Required work
Arrange every line below into a Markdown table with the columns Row and Line, numbering the rows and omitting blank lines. Leave the pictures out of the answer.

Source data
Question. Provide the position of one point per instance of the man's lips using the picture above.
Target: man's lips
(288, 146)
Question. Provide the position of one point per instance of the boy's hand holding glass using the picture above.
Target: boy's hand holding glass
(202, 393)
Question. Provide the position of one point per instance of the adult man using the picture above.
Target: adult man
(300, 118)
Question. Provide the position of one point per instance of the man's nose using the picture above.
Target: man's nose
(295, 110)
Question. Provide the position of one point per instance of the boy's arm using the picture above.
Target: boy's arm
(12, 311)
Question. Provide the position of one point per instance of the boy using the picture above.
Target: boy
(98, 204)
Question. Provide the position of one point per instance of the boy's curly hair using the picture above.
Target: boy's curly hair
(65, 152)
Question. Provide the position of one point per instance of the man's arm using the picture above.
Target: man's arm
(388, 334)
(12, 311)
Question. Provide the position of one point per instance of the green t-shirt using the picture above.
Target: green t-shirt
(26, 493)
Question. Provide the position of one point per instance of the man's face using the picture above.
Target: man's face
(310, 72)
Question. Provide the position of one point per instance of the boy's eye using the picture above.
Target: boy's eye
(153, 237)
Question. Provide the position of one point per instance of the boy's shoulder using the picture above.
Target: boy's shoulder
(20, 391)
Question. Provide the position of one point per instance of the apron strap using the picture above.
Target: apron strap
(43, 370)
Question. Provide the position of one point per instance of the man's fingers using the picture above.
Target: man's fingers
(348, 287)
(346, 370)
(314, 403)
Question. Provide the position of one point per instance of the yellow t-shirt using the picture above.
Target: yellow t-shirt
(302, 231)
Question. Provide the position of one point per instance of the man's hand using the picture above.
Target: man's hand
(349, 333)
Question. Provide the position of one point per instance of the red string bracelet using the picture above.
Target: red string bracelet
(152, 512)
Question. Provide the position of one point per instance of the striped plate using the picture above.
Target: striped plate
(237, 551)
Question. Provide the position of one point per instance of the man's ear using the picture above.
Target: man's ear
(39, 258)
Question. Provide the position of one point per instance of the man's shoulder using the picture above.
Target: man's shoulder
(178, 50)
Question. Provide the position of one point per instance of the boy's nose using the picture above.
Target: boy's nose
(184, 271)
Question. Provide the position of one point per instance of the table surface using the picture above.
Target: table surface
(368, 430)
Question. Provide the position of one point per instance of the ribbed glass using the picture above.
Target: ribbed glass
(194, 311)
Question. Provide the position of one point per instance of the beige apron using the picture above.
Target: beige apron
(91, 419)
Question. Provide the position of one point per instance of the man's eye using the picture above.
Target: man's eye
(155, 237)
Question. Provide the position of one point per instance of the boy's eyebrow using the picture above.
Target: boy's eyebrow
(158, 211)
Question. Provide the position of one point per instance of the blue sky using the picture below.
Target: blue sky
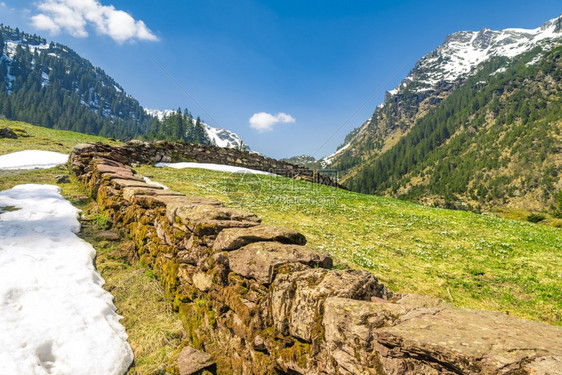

Reply to the exercise
| Row | Line |
|---|---|
| 1 | Question. Provide the position of one point per instance of the man's lips using the picture above. |
| 2 | Target: man's lips |
| 3 | (288, 146) |
| 4 | Question. Provide the position of one point per instance of the boy's hand holding glass using the picture above. |
| 5 | Target: boy's hand holding glass |
| 6 | (202, 393) |
| 7 | Question. Provide the position of one point per instance of the adult man using the picture above. |
| 8 | Target: adult man |
| 9 | (300, 118) |
| 10 | Question. Provide the position of one point per instance of the man's nose using the picture above. |
| 11 | Target: man's nose |
| 12 | (295, 110) |
| 13 | Question. Provide the position of one point per instance of the boy's arm using the picture above. |
| 14 | Target: boy's arm |
| 15 | (12, 311) |
| 16 | Question. Provide the position of one point per instance of the boy using the picture above. |
| 17 | Target: boy |
| 18 | (98, 204) |
| 19 | Question. Provide the position of one point per instance of the boy's curly hair using the picture above. |
| 20 | Target: boy's curly hair |
| 21 | (65, 152) |
| 22 | Question. Provide the position of one point per instance of the man's arm using the picture above. |
| 23 | Target: man's arm |
| 24 | (388, 334) |
| 25 | (12, 311) |
| 26 | Question. Provide the position of one point per instance of the green t-shirt using the picture above. |
| 27 | Target: green t-shirt |
| 28 | (26, 493) |
| 29 | Question. Provide the position of one point per instance of the man's face using the picture above. |
| 30 | Target: man's face |
| 31 | (310, 72) |
| 32 | Question. Provide the position of one point per instance of the boy's eye using the picture above. |
| 33 | Target: boy's eye |
| 34 | (153, 237) |
| 35 | Question. Provide the position of one point per instance of the boy's shoulder using the picture above. |
| 36 | Target: boy's shoulder |
| 37 | (20, 391) |
| 38 | Question. Provide the position of one point per instance of the apron strap using the picture above. |
| 39 | Target: apron strap |
| 40 | (43, 370) |
| 41 | Question. Provide the position of one point per instance of the man's fingers using the picture above. |
| 42 | Target: man's fingers |
| 43 | (348, 287) |
| 44 | (346, 370) |
| 45 | (314, 403) |
| 46 | Question. Provide the position of one point per instance of the yellow t-shirt using the picture above. |
| 47 | Target: yellow t-shirt |
| 48 | (302, 231) |
| 49 | Question. Provide the position of one point per instance of the man's hand using the picture above. |
| 50 | Target: man's hand |
| 51 | (349, 333) |
| 52 | Question. Provide the position of one point per instance of the red string bracelet using the picture above. |
| 53 | Target: red string bracelet |
| 54 | (152, 512) |
| 55 | Question. Provide the position of one point per instance of the striped plate using the picture above. |
| 56 | Target: striped plate |
| 57 | (237, 551) |
| 58 | Question. Provide the position of one point per instance of the man's ear using the picture above. |
| 59 | Target: man's ear |
| 60 | (39, 258) |
| 61 | Question. Provide the position of one point per instance of the man's shoulder using the picture above. |
| 62 | Target: man's shoulder |
| 63 | (178, 50) |
| 64 | Question. Provide the position of one point per instance of the boy's nose using the picture above. |
| 65 | Target: boy's nose |
| 66 | (184, 271) |
| 67 | Question. Provide the position of one point per instance of the table surface using the picture above. |
| 68 | Target: table surface |
| 69 | (368, 430) |
| 70 | Question. Provide the position of one point per instance of the ribbed glass using the picture above. |
| 71 | Target: ribbed glass |
| 72 | (194, 311) |
| 73 | Question. Provide the position of one point per instance of the beige apron using the picture above. |
| 74 | Target: beige apron |
| 75 | (91, 419) |
| 76 | Question. Provide the position of one point per instance of the man's eye using the picture above. |
| 77 | Target: man's eye |
| 78 | (155, 237) |
| 79 | Question. Provide the position of one point per instance of the boy's eyebrow using the picture above. |
| 80 | Target: boy's eyebrow |
| 81 | (158, 211) |
| 82 | Question. Provide the position of one point per instance of the blue sky using the picture below. |
| 83 | Target: blue sky |